▸ **EXERCISE GOAL**: Please retype the data below in full.

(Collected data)
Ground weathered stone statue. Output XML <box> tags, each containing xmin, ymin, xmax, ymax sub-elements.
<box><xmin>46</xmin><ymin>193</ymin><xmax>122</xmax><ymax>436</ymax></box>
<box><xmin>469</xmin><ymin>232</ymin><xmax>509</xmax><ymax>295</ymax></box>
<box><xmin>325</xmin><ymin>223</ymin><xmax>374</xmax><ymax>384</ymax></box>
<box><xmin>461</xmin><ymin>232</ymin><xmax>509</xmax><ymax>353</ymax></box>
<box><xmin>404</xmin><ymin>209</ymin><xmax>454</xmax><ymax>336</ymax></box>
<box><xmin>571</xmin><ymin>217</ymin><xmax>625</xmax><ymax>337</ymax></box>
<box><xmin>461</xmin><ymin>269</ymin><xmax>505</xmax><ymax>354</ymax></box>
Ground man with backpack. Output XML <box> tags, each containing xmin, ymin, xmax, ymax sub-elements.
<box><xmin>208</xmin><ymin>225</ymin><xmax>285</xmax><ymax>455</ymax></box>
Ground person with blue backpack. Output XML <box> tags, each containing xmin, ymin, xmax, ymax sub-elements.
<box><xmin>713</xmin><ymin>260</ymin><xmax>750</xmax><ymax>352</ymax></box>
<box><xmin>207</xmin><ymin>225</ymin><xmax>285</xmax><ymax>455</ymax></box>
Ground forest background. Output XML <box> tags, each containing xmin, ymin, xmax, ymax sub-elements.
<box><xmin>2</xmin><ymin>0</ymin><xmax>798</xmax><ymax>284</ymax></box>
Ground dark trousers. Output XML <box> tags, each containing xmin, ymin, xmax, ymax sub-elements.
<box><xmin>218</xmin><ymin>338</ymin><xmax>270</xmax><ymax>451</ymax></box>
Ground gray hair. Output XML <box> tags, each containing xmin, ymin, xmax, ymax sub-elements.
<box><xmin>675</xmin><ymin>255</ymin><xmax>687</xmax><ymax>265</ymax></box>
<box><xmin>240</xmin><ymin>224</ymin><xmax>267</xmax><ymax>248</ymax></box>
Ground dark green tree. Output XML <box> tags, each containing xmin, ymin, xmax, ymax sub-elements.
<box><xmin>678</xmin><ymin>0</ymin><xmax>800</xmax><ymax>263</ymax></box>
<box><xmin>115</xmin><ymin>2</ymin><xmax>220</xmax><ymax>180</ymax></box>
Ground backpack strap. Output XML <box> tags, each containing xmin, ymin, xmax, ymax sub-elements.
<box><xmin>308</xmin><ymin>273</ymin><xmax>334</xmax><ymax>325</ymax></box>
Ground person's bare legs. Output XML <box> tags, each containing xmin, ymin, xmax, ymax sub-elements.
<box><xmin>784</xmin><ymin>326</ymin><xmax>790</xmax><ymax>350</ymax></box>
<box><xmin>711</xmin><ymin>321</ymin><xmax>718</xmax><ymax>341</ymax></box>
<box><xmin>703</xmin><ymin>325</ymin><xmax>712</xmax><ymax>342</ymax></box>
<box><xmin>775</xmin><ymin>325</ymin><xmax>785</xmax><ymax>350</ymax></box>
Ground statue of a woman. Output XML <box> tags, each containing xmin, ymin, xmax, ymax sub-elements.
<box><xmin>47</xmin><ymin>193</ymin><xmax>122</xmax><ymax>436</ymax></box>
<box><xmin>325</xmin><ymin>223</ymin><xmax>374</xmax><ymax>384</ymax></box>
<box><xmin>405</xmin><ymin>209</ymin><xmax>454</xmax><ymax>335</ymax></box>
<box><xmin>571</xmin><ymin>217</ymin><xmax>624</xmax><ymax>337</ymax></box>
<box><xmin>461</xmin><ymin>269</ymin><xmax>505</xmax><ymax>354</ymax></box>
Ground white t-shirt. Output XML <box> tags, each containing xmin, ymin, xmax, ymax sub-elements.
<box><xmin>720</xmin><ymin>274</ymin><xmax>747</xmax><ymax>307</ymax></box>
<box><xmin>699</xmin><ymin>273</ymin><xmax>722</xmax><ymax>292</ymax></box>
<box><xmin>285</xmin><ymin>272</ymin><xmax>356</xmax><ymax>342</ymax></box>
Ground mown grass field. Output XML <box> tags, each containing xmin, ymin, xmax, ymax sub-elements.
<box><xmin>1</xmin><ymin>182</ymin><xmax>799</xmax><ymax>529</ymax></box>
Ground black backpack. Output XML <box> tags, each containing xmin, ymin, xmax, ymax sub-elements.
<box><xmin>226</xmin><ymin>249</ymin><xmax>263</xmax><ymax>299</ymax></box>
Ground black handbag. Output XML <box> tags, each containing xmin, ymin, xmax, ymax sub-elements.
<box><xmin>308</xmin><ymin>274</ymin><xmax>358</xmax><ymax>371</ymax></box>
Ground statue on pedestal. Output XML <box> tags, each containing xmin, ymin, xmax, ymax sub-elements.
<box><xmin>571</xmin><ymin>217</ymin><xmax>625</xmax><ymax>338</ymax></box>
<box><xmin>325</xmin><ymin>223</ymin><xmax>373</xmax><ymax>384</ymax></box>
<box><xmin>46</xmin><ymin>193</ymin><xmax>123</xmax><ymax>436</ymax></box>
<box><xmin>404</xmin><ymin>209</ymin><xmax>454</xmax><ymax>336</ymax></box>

▸ **RESPONSE BELOW**:
Ground weathered stone statue. Output XML <box> tags, each containing xmin, ymin, xmax, ymax sub-elements.
<box><xmin>46</xmin><ymin>193</ymin><xmax>122</xmax><ymax>436</ymax></box>
<box><xmin>469</xmin><ymin>232</ymin><xmax>509</xmax><ymax>295</ymax></box>
<box><xmin>325</xmin><ymin>223</ymin><xmax>374</xmax><ymax>384</ymax></box>
<box><xmin>461</xmin><ymin>232</ymin><xmax>509</xmax><ymax>353</ymax></box>
<box><xmin>404</xmin><ymin>209</ymin><xmax>454</xmax><ymax>336</ymax></box>
<box><xmin>571</xmin><ymin>217</ymin><xmax>625</xmax><ymax>337</ymax></box>
<box><xmin>461</xmin><ymin>269</ymin><xmax>505</xmax><ymax>354</ymax></box>
Ground man with backpack. Output XML <box> tags, each containing xmin, ymin, xmax, ymax sub-elements.
<box><xmin>208</xmin><ymin>225</ymin><xmax>285</xmax><ymax>455</ymax></box>
Ground person with blue backpack. Output XML <box> tags, each containing xmin, ymin, xmax, ymax sub-elements.
<box><xmin>713</xmin><ymin>260</ymin><xmax>750</xmax><ymax>352</ymax></box>
<box><xmin>207</xmin><ymin>225</ymin><xmax>285</xmax><ymax>455</ymax></box>
Ground forest background. Output XML <box> tags, each containing xmin, ymin, xmax, ymax sub-elements.
<box><xmin>2</xmin><ymin>0</ymin><xmax>798</xmax><ymax>284</ymax></box>
Ground dark trousers. Output XML <box> tags, each containing xmin, ymin, xmax, ymax sub-elements.
<box><xmin>218</xmin><ymin>338</ymin><xmax>270</xmax><ymax>451</ymax></box>
Ground gray hair. Output XML <box> tags, each containing xmin, ymin, xmax, ymax sub-elements.
<box><xmin>675</xmin><ymin>255</ymin><xmax>687</xmax><ymax>265</ymax></box>
<box><xmin>240</xmin><ymin>224</ymin><xmax>267</xmax><ymax>248</ymax></box>
Ground dark green tree. Output XML <box> tags, each containing xmin, ymin, xmax, ymax sub-elements.
<box><xmin>678</xmin><ymin>0</ymin><xmax>800</xmax><ymax>263</ymax></box>
<box><xmin>115</xmin><ymin>2</ymin><xmax>220</xmax><ymax>180</ymax></box>
Ground backpack strap. Output XML <box> tags, each containing xmin, ymin, xmax, ymax sub-elements.
<box><xmin>308</xmin><ymin>273</ymin><xmax>334</xmax><ymax>325</ymax></box>
Ground person's bare legs. Output XML <box> tags, each containing xmin, ymin, xmax, ymax sub-elements.
<box><xmin>784</xmin><ymin>326</ymin><xmax>790</xmax><ymax>350</ymax></box>
<box><xmin>711</xmin><ymin>321</ymin><xmax>718</xmax><ymax>341</ymax></box>
<box><xmin>703</xmin><ymin>325</ymin><xmax>712</xmax><ymax>342</ymax></box>
<box><xmin>775</xmin><ymin>325</ymin><xmax>785</xmax><ymax>350</ymax></box>
Ground statue of a woman. Output XML <box> tags, each containing xmin, ymin, xmax, ymax sub-elements.
<box><xmin>47</xmin><ymin>193</ymin><xmax>122</xmax><ymax>436</ymax></box>
<box><xmin>325</xmin><ymin>223</ymin><xmax>374</xmax><ymax>384</ymax></box>
<box><xmin>405</xmin><ymin>209</ymin><xmax>454</xmax><ymax>335</ymax></box>
<box><xmin>571</xmin><ymin>217</ymin><xmax>624</xmax><ymax>337</ymax></box>
<box><xmin>461</xmin><ymin>269</ymin><xmax>505</xmax><ymax>354</ymax></box>
Ground white t-shirt. Output XML <box> tags, each containing xmin, ymin, xmax, ymax sub-elements.
<box><xmin>720</xmin><ymin>274</ymin><xmax>747</xmax><ymax>307</ymax></box>
<box><xmin>699</xmin><ymin>273</ymin><xmax>722</xmax><ymax>292</ymax></box>
<box><xmin>285</xmin><ymin>272</ymin><xmax>356</xmax><ymax>342</ymax></box>
Ground mown grass field. Output XML <box> tags, each containing xmin, ymin, xmax, ymax sub-elements.
<box><xmin>1</xmin><ymin>182</ymin><xmax>799</xmax><ymax>529</ymax></box>
Ground black backpack. Output XML <box> tags, each containing xmin, ymin, xmax, ymax sub-elements.
<box><xmin>226</xmin><ymin>249</ymin><xmax>263</xmax><ymax>299</ymax></box>
Ground black handbag. Output XML <box> tags, each containing xmin, ymin, xmax, ymax sub-elements.
<box><xmin>308</xmin><ymin>274</ymin><xmax>358</xmax><ymax>371</ymax></box>
Ground statue on pedestal. Output XML <box> tags, each containing xmin, ymin, xmax, ymax sub-elements.
<box><xmin>571</xmin><ymin>217</ymin><xmax>625</xmax><ymax>338</ymax></box>
<box><xmin>325</xmin><ymin>223</ymin><xmax>373</xmax><ymax>384</ymax></box>
<box><xmin>46</xmin><ymin>193</ymin><xmax>123</xmax><ymax>436</ymax></box>
<box><xmin>404</xmin><ymin>209</ymin><xmax>454</xmax><ymax>336</ymax></box>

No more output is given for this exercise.